A Refresher on Regression Analysis
Bron: HBR, Amy Gallo
4 november 2015
You probably know by now that whenever possible you should be making data-driven decisions at work. But do you know how to parse through all of the data available to you? The good news is that you likely don’t have to do the number crunching yourself (hallelujah!) but you do need to correctly understand and interpret the analysis created by your colleagues. One of the most important types of data analysis is regression.
To better understand this method and how companies use it, I talked with Tom Redman, author of Data Driven: Profiting from Your Most Important Business Asset. He also advises organizations on their data and data quality programs.
What is regression analysis?
Redman offers this example scenario: Suppose you’re a sales manager trying to predict next month’s numbers. You know that dozens, perhaps even hundreds of factors from the weather to a competitor’s promotion to the rumor of a new and improved model can impact the number. Perhaps people in your organization even have a theory about what will have the biggest effect on sales. “Trust me. The more rain we have, the more we sell.” “Six weeks after the competitor’s promotion, sales jump.”

TASK BRIEF »
Reproduce word for word the part of the regression analysis article that opens with the words containing "To better understand" and closes with "is regression analysis?".

[Extracted data entries]
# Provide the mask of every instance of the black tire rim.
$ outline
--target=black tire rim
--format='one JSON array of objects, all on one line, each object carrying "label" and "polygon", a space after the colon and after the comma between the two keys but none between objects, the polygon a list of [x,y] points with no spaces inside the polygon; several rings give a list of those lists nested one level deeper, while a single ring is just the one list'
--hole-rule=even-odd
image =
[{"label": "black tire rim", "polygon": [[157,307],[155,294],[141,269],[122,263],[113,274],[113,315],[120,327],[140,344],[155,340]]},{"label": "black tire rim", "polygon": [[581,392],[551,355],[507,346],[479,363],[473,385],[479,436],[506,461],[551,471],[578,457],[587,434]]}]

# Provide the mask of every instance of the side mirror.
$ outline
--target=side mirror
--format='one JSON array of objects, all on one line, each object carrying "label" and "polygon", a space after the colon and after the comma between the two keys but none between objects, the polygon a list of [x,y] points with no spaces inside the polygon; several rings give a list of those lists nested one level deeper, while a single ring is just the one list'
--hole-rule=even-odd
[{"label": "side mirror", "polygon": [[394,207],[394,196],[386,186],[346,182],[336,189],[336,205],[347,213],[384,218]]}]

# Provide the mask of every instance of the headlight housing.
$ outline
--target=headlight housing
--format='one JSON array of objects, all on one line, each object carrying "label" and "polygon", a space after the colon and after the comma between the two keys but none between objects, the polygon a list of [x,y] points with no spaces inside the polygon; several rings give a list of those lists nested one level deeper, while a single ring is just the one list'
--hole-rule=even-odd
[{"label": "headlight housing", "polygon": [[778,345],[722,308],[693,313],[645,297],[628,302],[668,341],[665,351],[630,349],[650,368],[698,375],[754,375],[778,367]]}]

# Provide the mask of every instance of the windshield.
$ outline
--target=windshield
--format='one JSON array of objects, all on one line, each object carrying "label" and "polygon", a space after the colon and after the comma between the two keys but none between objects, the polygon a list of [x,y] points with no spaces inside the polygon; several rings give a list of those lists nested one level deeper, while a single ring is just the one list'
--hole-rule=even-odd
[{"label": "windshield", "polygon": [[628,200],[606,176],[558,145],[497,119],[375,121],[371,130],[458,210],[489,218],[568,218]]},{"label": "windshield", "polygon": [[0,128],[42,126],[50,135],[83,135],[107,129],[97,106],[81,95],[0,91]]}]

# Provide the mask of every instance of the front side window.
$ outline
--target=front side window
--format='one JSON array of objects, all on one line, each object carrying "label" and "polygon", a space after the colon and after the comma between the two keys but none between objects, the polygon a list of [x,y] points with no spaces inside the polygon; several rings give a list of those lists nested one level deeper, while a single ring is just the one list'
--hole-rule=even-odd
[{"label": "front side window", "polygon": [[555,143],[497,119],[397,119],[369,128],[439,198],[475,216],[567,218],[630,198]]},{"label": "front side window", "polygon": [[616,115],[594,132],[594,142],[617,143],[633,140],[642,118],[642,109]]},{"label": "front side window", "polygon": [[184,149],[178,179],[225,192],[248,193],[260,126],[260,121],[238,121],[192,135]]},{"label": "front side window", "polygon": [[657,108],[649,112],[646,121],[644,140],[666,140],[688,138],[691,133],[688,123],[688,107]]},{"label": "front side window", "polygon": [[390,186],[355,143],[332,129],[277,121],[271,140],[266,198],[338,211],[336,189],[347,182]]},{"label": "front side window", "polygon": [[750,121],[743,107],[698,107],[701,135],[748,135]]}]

IN RESPONSE »
To better understand this method and how companies use it, I talked with Tom Redman, author of Data Driven: Profiting from Your Most Important Business Asset. He also advises organizations on their data and data quality programs.
What is regression analysis?